Could you repeat the rows in the stretch from the line containing "One marker belongs on each instance of the green" through the line containing "[(1078, 231)]", both ends included, with the requests kept as they are? Scale every coordinate in the answers by 0.4, round each to a whole number with halves going up, and give only these rows.
· · · · ·
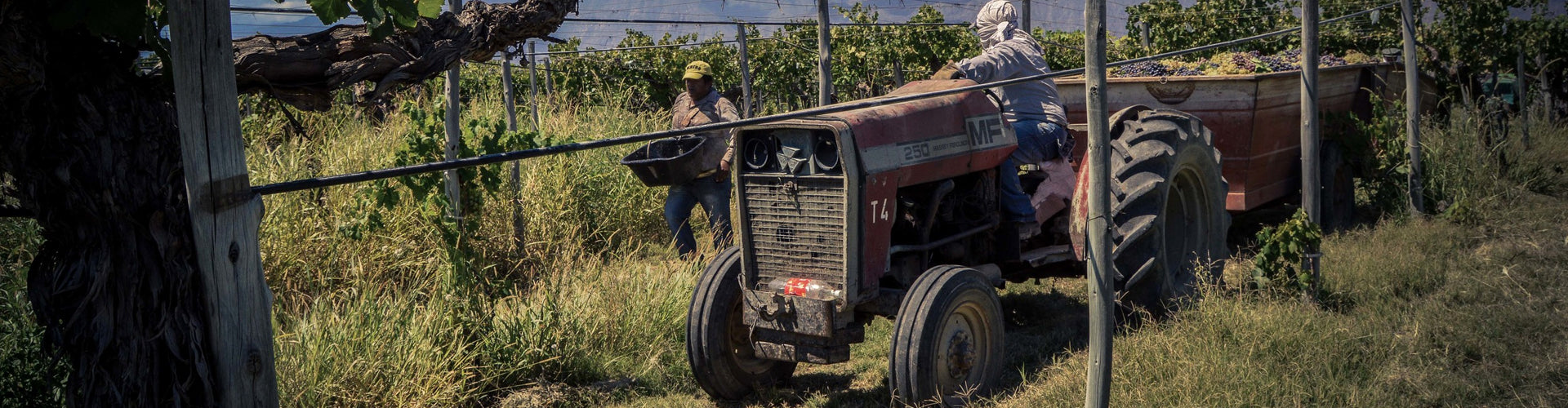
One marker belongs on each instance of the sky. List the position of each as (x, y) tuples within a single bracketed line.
[(1049, 15)]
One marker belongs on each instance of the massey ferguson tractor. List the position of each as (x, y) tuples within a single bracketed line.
[(894, 211)]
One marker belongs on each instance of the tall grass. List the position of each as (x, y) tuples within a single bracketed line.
[(364, 317)]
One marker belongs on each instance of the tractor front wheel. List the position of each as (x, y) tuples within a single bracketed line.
[(719, 346), (946, 339)]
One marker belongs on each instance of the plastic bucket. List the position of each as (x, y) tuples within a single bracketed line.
[(671, 161)]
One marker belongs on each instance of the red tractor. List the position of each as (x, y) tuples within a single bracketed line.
[(894, 212)]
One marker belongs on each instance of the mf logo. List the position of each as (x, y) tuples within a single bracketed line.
[(985, 131)]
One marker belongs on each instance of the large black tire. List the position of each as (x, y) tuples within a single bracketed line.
[(946, 339), (719, 344), (1169, 206), (1338, 188)]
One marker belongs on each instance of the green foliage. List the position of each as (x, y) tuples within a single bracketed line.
[(783, 63), (1281, 251), (1380, 144), (29, 375), (381, 16), (425, 143)]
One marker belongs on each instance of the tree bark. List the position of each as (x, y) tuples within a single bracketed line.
[(95, 154), (305, 69)]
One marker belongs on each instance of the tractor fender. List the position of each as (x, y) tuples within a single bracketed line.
[(1078, 231)]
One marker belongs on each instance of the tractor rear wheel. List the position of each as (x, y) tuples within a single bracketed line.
[(947, 339), (719, 344), (1167, 203)]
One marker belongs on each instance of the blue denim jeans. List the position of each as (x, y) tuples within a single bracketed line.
[(1037, 142), (714, 195)]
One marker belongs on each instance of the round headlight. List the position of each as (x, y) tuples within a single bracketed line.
[(760, 151), (825, 154)]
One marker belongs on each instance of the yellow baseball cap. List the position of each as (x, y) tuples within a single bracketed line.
[(697, 71)]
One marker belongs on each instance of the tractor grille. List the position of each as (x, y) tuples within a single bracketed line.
[(797, 226)]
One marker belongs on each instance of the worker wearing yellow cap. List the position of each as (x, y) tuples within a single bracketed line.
[(700, 105)]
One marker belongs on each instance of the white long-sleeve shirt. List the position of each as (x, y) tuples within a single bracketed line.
[(1013, 59)]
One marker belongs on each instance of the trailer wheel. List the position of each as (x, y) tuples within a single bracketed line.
[(1167, 204), (719, 344), (946, 339)]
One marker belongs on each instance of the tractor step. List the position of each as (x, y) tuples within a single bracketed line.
[(1048, 255)]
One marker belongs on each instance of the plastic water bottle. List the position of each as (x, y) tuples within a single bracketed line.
[(804, 287)]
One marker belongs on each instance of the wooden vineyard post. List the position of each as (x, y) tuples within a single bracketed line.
[(225, 214), (1312, 195), (1411, 105), (898, 73), (1520, 96), (1022, 11), (533, 88), (823, 57), (507, 96), (514, 184), (549, 79), (453, 131), (1101, 322), (745, 73)]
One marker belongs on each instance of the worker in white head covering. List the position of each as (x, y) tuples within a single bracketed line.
[(1032, 109)]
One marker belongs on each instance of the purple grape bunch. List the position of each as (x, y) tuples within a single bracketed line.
[(1143, 69), (1330, 60), (1245, 60)]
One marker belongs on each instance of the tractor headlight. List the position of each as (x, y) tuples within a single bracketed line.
[(825, 154), (760, 151)]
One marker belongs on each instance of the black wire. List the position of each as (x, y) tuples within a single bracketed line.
[(630, 20)]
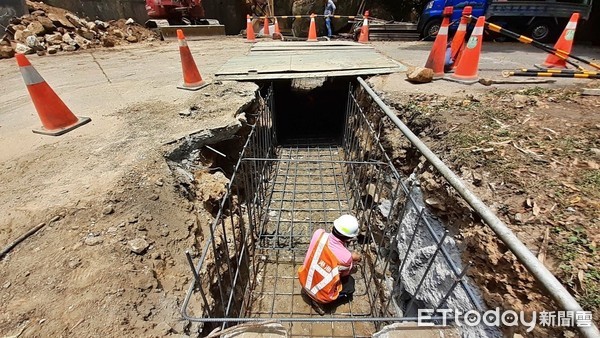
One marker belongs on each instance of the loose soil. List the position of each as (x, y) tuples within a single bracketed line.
[(533, 156)]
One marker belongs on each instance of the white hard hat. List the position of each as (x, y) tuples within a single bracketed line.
[(347, 225)]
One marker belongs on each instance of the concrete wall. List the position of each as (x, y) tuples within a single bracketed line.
[(10, 8), (105, 9)]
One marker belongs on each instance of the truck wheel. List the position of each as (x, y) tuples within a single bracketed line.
[(431, 29), (541, 30)]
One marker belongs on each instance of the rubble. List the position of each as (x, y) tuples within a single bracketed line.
[(50, 29), (419, 75)]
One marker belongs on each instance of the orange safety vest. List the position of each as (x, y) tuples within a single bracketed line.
[(321, 278)]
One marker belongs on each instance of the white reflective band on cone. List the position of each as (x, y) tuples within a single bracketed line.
[(477, 31), (31, 76)]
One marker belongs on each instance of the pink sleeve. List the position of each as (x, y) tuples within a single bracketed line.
[(313, 242)]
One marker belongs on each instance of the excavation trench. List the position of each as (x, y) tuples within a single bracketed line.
[(306, 156)]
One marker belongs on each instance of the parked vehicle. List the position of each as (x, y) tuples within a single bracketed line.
[(541, 20)]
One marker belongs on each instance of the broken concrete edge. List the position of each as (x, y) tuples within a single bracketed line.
[(177, 149)]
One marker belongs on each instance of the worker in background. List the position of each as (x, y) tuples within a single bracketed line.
[(329, 12), (325, 274)]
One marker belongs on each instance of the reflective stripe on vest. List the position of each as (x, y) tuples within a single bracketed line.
[(30, 75), (314, 266)]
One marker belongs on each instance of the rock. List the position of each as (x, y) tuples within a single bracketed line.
[(53, 39), (36, 28), (385, 207), (434, 203), (118, 33), (22, 35), (477, 179), (138, 245), (93, 240), (101, 24), (520, 98), (419, 75), (519, 217), (109, 209), (162, 329), (33, 42), (86, 33), (91, 26), (60, 20), (75, 20), (46, 23), (68, 39), (6, 52), (74, 262), (23, 49), (211, 187), (108, 41), (82, 42)]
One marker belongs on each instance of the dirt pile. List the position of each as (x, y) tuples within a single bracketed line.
[(48, 29), (532, 156)]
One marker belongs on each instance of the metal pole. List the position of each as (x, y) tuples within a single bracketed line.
[(556, 290)]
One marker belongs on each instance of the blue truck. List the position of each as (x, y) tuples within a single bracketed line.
[(541, 20)]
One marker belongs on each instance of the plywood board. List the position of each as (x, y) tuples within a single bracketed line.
[(277, 60)]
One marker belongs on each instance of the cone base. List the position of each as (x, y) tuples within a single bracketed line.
[(548, 66), (194, 88), (452, 78), (57, 132)]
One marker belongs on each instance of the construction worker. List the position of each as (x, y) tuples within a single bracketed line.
[(325, 274), (329, 11)]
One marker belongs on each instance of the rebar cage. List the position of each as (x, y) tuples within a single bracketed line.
[(279, 195)]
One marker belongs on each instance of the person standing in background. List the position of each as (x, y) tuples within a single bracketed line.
· · · · ·
[Response to this exercise]
One marker belongs on each instance of the green foliage. List the position of each as (x, y) tuples within a single bracketed line.
[(313, 25), (512, 100), (552, 58), (12, 150), (152, 6), (170, 57)]
One marker belongs on each instance of the tree bark. List the position of each as (x, y) tuples within a single bracketed line.
[(38, 62), (122, 28)]
One marker belongs on each instance of the tractor fender. List the position of each as (x, y) tuples within a single bracketed line.
[(431, 92)]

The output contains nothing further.